* _Work instructions_
Set down exactly, and only, the lines from the one with "Could you kindly pick out the green jacket" to the final line of the entries, both included.

>> BEGIN Data supplied

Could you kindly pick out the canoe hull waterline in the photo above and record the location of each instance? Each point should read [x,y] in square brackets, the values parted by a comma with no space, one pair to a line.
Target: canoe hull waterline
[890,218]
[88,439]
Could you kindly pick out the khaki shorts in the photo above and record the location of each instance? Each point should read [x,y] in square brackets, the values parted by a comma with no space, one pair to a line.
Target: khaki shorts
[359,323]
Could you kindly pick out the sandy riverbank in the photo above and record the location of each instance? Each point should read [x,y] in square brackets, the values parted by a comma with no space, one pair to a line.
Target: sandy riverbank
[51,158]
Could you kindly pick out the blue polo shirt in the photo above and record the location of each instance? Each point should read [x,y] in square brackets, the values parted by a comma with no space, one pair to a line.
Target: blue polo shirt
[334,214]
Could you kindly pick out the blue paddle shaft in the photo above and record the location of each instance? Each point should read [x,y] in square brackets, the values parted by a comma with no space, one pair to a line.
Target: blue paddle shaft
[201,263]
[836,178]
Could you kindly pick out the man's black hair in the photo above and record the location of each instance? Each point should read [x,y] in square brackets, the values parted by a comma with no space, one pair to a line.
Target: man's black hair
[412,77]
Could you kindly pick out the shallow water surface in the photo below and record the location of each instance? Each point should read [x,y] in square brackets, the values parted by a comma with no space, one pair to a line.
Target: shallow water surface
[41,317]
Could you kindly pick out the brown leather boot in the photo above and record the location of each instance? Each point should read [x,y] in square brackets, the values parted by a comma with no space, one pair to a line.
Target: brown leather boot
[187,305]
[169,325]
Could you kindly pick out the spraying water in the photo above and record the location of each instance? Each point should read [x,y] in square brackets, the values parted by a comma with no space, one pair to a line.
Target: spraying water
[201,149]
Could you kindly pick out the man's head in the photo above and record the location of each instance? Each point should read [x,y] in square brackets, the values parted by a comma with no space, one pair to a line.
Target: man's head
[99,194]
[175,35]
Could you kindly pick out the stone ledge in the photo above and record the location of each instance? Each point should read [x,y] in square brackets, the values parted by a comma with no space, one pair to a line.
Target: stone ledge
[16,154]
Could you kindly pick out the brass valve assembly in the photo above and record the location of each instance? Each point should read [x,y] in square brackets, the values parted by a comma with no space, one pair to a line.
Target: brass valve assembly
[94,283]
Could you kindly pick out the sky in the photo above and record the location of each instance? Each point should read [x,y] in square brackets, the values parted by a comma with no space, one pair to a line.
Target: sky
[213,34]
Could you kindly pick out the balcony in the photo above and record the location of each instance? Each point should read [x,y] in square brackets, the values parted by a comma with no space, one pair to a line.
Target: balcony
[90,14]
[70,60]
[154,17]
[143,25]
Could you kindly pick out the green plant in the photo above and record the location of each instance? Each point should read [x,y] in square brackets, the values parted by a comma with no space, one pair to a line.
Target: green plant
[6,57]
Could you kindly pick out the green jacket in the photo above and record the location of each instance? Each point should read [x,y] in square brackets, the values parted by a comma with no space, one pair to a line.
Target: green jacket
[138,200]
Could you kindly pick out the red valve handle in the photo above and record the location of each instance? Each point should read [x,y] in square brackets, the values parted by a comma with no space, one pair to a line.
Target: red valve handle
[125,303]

>> END Data supplied

* _Reply_
Could you kindly pick out the green jacket in the photo above and record the location of each instance? Each point should read [x,y] in square brackets, the values parted by a comma with no space, one pair to a line.
Target: green jacket
[138,200]
Could you kindly pick out the red valve handle in the photo above and record the location of each instance? Each point should read [x,y] in square brackets, the values parted by a comma with no space, one pair to a line.
Target: red valve handle
[125,303]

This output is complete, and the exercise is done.